What this task involves
The records below need to be restated word for word.

====== Listed records

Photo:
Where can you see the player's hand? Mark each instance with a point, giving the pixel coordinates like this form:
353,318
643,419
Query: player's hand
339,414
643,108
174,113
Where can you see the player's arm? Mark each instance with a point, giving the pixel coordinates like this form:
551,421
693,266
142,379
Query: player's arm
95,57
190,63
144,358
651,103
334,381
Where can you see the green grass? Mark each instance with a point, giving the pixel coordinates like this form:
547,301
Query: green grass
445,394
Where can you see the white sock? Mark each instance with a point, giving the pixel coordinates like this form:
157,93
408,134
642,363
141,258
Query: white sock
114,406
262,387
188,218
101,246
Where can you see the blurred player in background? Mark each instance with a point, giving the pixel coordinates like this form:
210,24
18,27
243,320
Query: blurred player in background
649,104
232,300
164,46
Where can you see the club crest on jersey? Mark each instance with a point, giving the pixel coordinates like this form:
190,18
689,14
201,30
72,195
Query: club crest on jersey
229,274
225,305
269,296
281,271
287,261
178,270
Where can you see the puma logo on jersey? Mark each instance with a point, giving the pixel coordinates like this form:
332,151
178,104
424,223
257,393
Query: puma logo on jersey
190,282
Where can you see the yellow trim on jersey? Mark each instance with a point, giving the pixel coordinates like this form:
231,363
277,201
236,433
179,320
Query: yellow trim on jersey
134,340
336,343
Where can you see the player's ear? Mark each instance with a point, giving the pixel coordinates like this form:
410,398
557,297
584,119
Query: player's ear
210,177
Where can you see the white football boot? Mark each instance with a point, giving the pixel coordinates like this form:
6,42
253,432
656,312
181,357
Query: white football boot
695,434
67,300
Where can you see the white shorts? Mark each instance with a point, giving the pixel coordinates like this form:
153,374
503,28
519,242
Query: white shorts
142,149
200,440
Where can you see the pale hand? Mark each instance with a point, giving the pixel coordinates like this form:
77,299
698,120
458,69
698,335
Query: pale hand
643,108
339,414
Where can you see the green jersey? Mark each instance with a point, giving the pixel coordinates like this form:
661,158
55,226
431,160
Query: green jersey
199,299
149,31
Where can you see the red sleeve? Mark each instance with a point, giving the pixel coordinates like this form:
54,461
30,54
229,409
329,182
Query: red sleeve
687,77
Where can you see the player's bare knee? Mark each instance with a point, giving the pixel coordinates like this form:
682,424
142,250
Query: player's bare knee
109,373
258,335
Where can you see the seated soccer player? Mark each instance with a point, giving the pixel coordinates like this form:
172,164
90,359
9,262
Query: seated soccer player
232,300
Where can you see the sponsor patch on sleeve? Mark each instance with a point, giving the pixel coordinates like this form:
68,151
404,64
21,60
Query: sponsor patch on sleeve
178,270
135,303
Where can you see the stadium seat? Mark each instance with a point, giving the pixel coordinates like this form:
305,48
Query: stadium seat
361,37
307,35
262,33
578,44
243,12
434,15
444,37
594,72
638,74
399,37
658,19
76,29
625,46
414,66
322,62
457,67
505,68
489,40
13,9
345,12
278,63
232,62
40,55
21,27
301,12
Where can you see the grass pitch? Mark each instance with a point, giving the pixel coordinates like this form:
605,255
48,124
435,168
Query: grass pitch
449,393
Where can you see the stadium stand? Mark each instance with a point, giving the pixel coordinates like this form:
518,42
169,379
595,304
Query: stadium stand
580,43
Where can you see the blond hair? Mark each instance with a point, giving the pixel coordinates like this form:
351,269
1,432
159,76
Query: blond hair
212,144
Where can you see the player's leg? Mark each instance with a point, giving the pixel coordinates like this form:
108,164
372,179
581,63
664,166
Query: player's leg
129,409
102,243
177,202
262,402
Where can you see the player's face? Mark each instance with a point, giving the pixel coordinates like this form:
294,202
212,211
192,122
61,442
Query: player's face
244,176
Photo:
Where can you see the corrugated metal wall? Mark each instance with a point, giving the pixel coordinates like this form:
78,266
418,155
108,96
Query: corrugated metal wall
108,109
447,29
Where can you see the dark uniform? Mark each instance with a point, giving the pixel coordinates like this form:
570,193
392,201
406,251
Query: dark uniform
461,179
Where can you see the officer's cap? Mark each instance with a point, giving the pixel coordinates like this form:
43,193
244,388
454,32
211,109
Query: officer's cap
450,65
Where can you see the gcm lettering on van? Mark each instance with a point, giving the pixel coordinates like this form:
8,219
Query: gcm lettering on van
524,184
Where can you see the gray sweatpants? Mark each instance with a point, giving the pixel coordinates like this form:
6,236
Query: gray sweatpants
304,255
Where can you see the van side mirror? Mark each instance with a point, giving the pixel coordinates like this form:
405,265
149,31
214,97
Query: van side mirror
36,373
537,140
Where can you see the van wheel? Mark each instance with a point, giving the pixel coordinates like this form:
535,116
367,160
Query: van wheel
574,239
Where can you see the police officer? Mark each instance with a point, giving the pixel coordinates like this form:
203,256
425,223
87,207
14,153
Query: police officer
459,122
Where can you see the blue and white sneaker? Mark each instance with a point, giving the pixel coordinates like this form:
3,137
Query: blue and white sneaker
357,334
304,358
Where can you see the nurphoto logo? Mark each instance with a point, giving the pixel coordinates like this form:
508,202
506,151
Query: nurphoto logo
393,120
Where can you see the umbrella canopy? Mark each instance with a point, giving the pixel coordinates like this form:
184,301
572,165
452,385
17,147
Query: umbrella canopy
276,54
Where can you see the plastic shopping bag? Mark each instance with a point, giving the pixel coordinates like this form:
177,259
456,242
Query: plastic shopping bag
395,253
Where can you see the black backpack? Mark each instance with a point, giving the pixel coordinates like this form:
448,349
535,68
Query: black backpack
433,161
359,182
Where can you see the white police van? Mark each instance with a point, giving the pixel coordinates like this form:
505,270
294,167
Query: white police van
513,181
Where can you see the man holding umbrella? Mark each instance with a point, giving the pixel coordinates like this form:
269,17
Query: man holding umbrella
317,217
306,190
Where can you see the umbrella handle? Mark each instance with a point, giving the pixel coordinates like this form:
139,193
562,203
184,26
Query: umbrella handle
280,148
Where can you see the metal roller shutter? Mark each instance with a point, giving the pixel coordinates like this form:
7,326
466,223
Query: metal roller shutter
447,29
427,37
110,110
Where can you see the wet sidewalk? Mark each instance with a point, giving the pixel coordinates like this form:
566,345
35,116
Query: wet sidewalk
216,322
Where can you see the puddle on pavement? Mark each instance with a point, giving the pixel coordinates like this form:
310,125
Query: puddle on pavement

============

Answer section
Photo:
Where can you see the player's hand? Mark each instance with a point, giving the pixel coordinates like this form:
353,318
643,419
Query: player's hand
339,414
643,108
174,113
Where can you see the player's arm? Mark each instance with a point, giving the pixel coordinates like this form:
551,421
693,266
142,379
Query: player's arm
95,57
190,63
144,358
651,103
334,381
Where can you see the green grass? Mark each instance with a point, giving the pixel coordinates like this form:
547,301
Query: green grass
445,394
Where can you see the white sock? Mark each instance with a point, giving the pixel coordinates like this form:
157,93
408,134
642,363
141,258
Query: white sock
114,406
262,387
188,218
101,246
Where can you see the blurred player in background? Mark each instance with a point, giving the pixel coordinates like this form:
210,24
18,27
243,320
Query: blurred player in background
649,104
232,300
164,46
Where can you see the club crest on jersey? Mark each instance with a point, giving the pixel coordinates like this form:
190,18
689,14
201,30
72,195
Query: club crest on jersey
229,274
225,305
269,296
281,271
287,261
178,270
Where can you see the puma logo on jersey? Mark each instance with a point, giving the pixel coordinates like this form:
332,151
178,104
424,223
257,393
Query: puma logo on jersey
190,282
Where can you see the yellow trim on jersey? Mark each instance with a point, giving the pixel coordinates like this form:
231,363
277,201
236,433
179,320
Query: yellow trim on jersey
134,340
336,343
Where can you see the player's ear? Mark each instance with a point, giving the pixel coordinates like this form:
410,398
557,297
584,119
Query: player's ear
210,177
Where can you see the white football boot? Mark each instance with a point, giving the pixel coordinates like this form:
6,42
253,432
656,312
181,357
Query: white football boot
695,434
67,300
Where can you see the white shorts? Mark each instance with a point, giving the pixel coordinates like this form:
153,374
503,28
519,242
Query: white shorts
142,149
200,440
Where can you see the pale hand? Mark each instance with a point, giving the pixel coordinates like this form:
77,299
698,120
458,69
698,335
Query: pale hand
643,108
339,414
Where can you see the green jersey? Mark each instance with a point, giving the pixel coordinates like this form:
661,158
55,226
431,160
Query: green jersey
199,299
149,31
Where can you see the red sleeve? Mark each instance with a point, giving the pixel coordinates like this form:
54,461
30,54
229,409
329,182
Query: red sleeve
687,77
Where can you see the player's bare knee? Mark each instance with a point, giving the pixel coordinates like this form:
682,424
142,250
Query: player's bare knee
109,373
258,335
Where can you see the seated soccer player? Mark each instance with a point, giving the pixel coordinates like this form:
172,164
90,359
9,262
Query: seated soccer player
232,300
Where can you see the sponsor patch on sleeve? Mark each instance with a point, giving the pixel coordinates like this form:
68,151
404,64
21,60
Query: sponsor patch on sleeve
178,270
135,303
Where can you see the stadium seat? Mark each instance with a point, giving the pixel coordinates like this form:
305,48
Query: stadium seat
361,37
307,35
262,33
578,44
243,12
434,15
444,37
594,72
638,74
399,37
658,19
76,29
625,46
414,66
322,62
457,67
505,68
489,40
13,9
345,12
278,63
232,62
40,55
21,27
301,12
Where can you see the grass pitch? Mark each instance with a point, giving the pixel coordinates like this form:
605,255
48,124
435,168
Query: grass pitch
449,393
Where can you see the stadium stand? Mark each instance with a point, giving the pixel coordinates like this form:
518,42
169,379
595,304
Query: stadium stand
580,43
Where can you see the blond hair? Mark each instance with a point, giving the pixel coordinates like this form:
351,269
1,432
159,76
Query: blond hair
212,144
Where can you see the player's leg? Mark each instance with a point, giving the pixel coordinates like this form:
108,164
372,179
581,63
664,166
Query: player's leg
129,409
102,243
177,202
262,402
Where can you see the player's face? Mark each instance with a point, giving the pixel coordinates like this form:
294,202
212,211
192,122
61,442
Query: player's face
244,176
Photo:
Where can you see the corrugated metal wall? Mark each instance with a point, giving the pixel coordinates like this form:
78,266
418,155
108,96
Query: corrugated metal wall
108,109
447,29
Where can you see the dark uniform? Mark each instance with a point, giving the pixel coordinates like this form:
570,193
392,201
406,251
Query: dark uniform
461,179
Where can you see the officer's cap? Mark each instance with a point, giving the pixel coordinates like this form:
43,193
244,388
454,32
211,109
Query: officer's cap
450,65
Where can you see the gcm lettering on van? Mark each instance with a point, giving the pixel coordinates like this form:
8,219
Query: gcm lettering on van
524,184
Where can you see the gray sweatpants? Mark each instance with a point, giving the pixel coordinates like this form:
6,236
Query: gray sweatpants
304,255
Where can you see the van side mirror? Mark each instance with a point, giving the pixel coordinates like this form:
405,265
149,31
214,97
Query: van side mirror
36,373
537,140
Where can you see the van wheel? Mark each instance with a point, giving the pixel coordinates like this form:
535,116
367,160
Query: van wheel
574,239
Where can you see the police officer? Mark each instance with a point, giving the pixel coordinates like this form:
203,256
425,223
87,207
14,153
Query: police officer
459,122
Where can you see the blue and white sneaker? Mark each instance with a point, giving the pixel coordinates like this form:
3,137
Query: blue and white sneaker
357,334
304,358
Where can you see the nurphoto logo? Mark each instance with a point, giving the pixel coordinates like this form:
508,202
506,151
Query: nurphoto logo
393,120
Where can you see the umbrella canopy? Mark each instance with a point, giving the pixel coordinates like this form:
184,301
572,165
452,385
17,147
Query: umbrella canopy
276,54
Where can you see the plastic shopping bag? Mark each instance with a point, giving the pixel coordinates like this form:
177,259
456,242
Query: plastic shopping bag
395,253
Where can you see the black backpack? Mark each instance with a point, giving the pixel coordinates like this form:
448,349
535,68
Query: black backpack
433,161
359,182
Where can you see the white police van? Mark each instance with a point, giving the pixel coordinates like this form:
505,270
294,167
Query: white police van
513,181
Where can you see the man holding umbrella? Mark each instance with a point, giving the pixel coordinates like this form:
269,17
Query: man holding umbrella
317,217
306,190
Where can you see the umbrella handle? Mark each instance with a point, giving the pixel coordinates like this form:
139,193
562,203
184,26
Query: umbrella handle
280,148
Where can you see the metal roller shutter? Mark each instance with a point, giving the pixel coordinates like this form:
7,326
466,223
Query: metal roller shutter
447,29
427,37
110,110
Where can you see the wet sidewalk? Mark each instance with a point, giving the pixel coordinates like this form:
566,345
35,116
Query: wet sidewalk
216,322
Where can you see the puddle on pavement? Mark each instance with a point, giving the pixel coordinates like this form:
310,125
Query: puddle on pavement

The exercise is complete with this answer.